To do:
Transcribe a passage from the forum thread below on the Rohloff hub weight penalty. Begin at the words "Nice, thanks for" and stop after "little less penalty.".

Document extract:
++++++++++

# Rohloff setup weight penalty... my calculations...



## 1FG (Apr 19, 2005)

I have been considering a Rohloff conversion for my new bike (Maverick ML8) and I finally got some real weight for most of the Rohloff components. To figure out how much weight this would really add to the conversion, I tabulated the results as followed:

For each Rohloff component, I put the weight (had to guess on a couple of things like the speedbone and the front chain guide), the component that would be replaced (for example Rohloff hub would replace a standard disc hub), this component weight and the different in weight between the two. I think I have most of it (let me know if I forgot anything).

Note that for components that stay the same, the weight does not enter into account as they are assumed to be the same for each build. 
Finally, I assumed pretty high end components on the 3x9 build as if someone is considering splurging $1,500 (list price) on a Rohloff setup, they can afford Hugi hubs and XTR stuff.

The short story is that a Rohloff hub setup is a penalty of around 1.2 kg / 2.8 Lbs.


----------



## Guest (Dec 9, 2006)

i don't think that the weight penalty is quite that bad. it seems to me it would be closer to 1.5-2 lbs.


----------



## Mr.Bob (Jan 6, 2004)

Nice, thanks for posting. That's almost a worst case (i.e. replacing light components, requiring tensioner, etc) so this a good reference for others. Also, you may be able to get away with a shorter chain for a little less penalty.


----------



## 1FG (Apr 19, 2005)

mechmann_mtb said:


> i don't think that the weight penalty is quite that bad. it seems to me it would be closer to 1.5-2 lbs.


I think that's because most people who do the conversion either want to believe that it's "only 1.5 to 2 Lbs", or because they do a bunch of other upgrades at the same time (wheel, tires, spokes, etc...", all of which could have been done without installing a Rohloff hub to loose some weight.

I'd love to be proven wrong tho...


----------



## tscheezy (Dec 19, 2003)

Barny's 5-Spot gained 9 pounds with the Rohloff.








...Oh, and the 6-Pack rear triangle, Large Marge rims, Endomorph tires, and some other chunky stuff.


----------



## Oslo_biker (Nov 30, 2005)

++++++++++

Data extract:
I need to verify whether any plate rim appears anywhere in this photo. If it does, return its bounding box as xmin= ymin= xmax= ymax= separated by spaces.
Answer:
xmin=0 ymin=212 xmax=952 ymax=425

++++++++++

Right answer:
Nice, thanks for posting. That's almost a worst case (i.e. replacing light components, requiring tensioner, etc) so this a good reference for others. Also, you may be able to get away with a shorter chain for a little less penalty.